Though the professors express “concern” about the genocide in Gaza, their piece speaks only of the Israeli hostages, not of the thousands of Palestinian prisoners, many of them children, held without charges, sexually assaulted, and tortured. A Knesset member recently said that rape of Palestinian prisoners is legitimate.

October 7 happened in part because of all the Palestinians in prison with no charges or hope of a trial. The only ceasefire after October 7 brought Palestinian prisoners home at a 3:1 ratio to Israeli hostages but the ratio of remaining Palestinian prisoners to Israeli hostages is still far higher. Prisoner release will be part of any negotiation and must be one of the demands of the Palestinian solidarity movement.

Palestinian Youth Accord for Prisoners rally in Gaza support of Palestinian administrative detainees on a mass hunger strike, May 12, 2014. (Joe Catron, Flickr, CC BY-NC 2.0)

The professors say they support a two-state solution, but that dream is long dead; members of the U.N. Security Council and the General Assembly have repeated it like a mantra for decades as Israel colonized more land in the West Bank and rained bombs on Gaza. President Joe Biden and the U.S. State Department continue to invoke it but say that it can only be created by negotiation between Israelis and Palestinians, which is to say not at all.

October 7 happened because 75 years of negotiations failed. The recent Israeli assassination of Hamas leader Ismail Haniyeh dimmed hopes of a negotiated settlement any time soon.

These men of the ’60s claim that “the convention protests of 1960 and 1964 followed a sophisticated and pragmatic strategy of working within and without the party apparatus.” But why would anyone trust their “within and without” strategy after the Democratic Party elite stole the nomination from Bernie Sanders in 2016 and 2020 and kept Robert F. Kennedy Jr. from running as a Democrat this year?

The long cover-up of Biden’s decline and his unceremonious replacement with Kamala Harris, a lock-em-up candidate who has never won a single delegate, reeks of Deep State. Many are asking, “Who is in charge, given the president’s obviously impaired faculties?”

While praise is showered on Biden’s alleged prowess in negotiating the recent historic and complicated international prisoner exchange, his incompetence was evident in the disastrous June 27 debate.  He confuses Haifa with Rafah, and Mexico with Egypt. There is no way he negotiated the prisoner exchange.

According to the LA Times editorialists, Chicago in 1960 and 1964 had good protesters who “worked within the party apparatus.”  The 1968 protesters, they say, were bad and “set back the cause.”  

The DNC protests are allegedly why Hubert Humphrey lost to Richard Nixon, who continued the Vietnam War longer — they hypothesize — than Humphrey would have.  Of course, the anti-war candidate, Robert F. Kennedy, had probably just been assassinated by the Deep State, after winning the California primary, all but assuring his nomination. But rather than protest, we should have quietly urged an anti-war platform?

■ **PROVIDED DATA**:
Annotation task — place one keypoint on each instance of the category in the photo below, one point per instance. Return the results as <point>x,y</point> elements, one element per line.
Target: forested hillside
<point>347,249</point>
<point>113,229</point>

■ **SET TASK 1**: Decide whether each statement agrees with the essay on Gaza and the DNC protests, answering yes or no and quoting the exact words from the essay that settle it: (a) The only ceasefire after October 7 returned Palestinian prisoners at a 3:1 ratio to Israeli hostages. (b) The professors say they oppose a two-state solution. (c) The LA Times editorialists describe the 1968 protesters as good.
■ **SET TASK 2**: Extend the essay on Gaza and the DNC protests by a paragraph or two, starting after its final sentence.
Nothing in the listing is needed for this work.

■ **TASK OUTPUT 1**:
(a) Yes: "The only ceasefire after October 7 brought Palestinian prisoners home at a 3:1 ratio to Israeli hostages"
(b) No: "The professors say they support a two-state solution"
(c) No: "The 1968 protesters, they say, were bad and “set back the cause.”"

■ **TASK OUTPUT 2**:
Humphrey promised to stop bombing North Vietnam and seek a ceasefire after the convention and before the election, because it was clear that the anti-war movement couldn’t be ignored. Would he have made those promises without the protests in Chicago? Would he have kept them if elected?  There is no way to know for sure.

As one who was on the streets protesting the Vietnam War, I knew that it was imperative to let the Vietnamese know we were in solidarity with them, and the Palestinians deserve no less. We must express our outrage at both parties for their support of the ongoing genocide in Gaza.

Demonstration outside the The Watergate Hotel in Washington, where Israeli Prime Minster Benjamin Netanyahu was staying, July 22. (Diane Krauthamer, Flickr, CC BY-NC-SA 2.0)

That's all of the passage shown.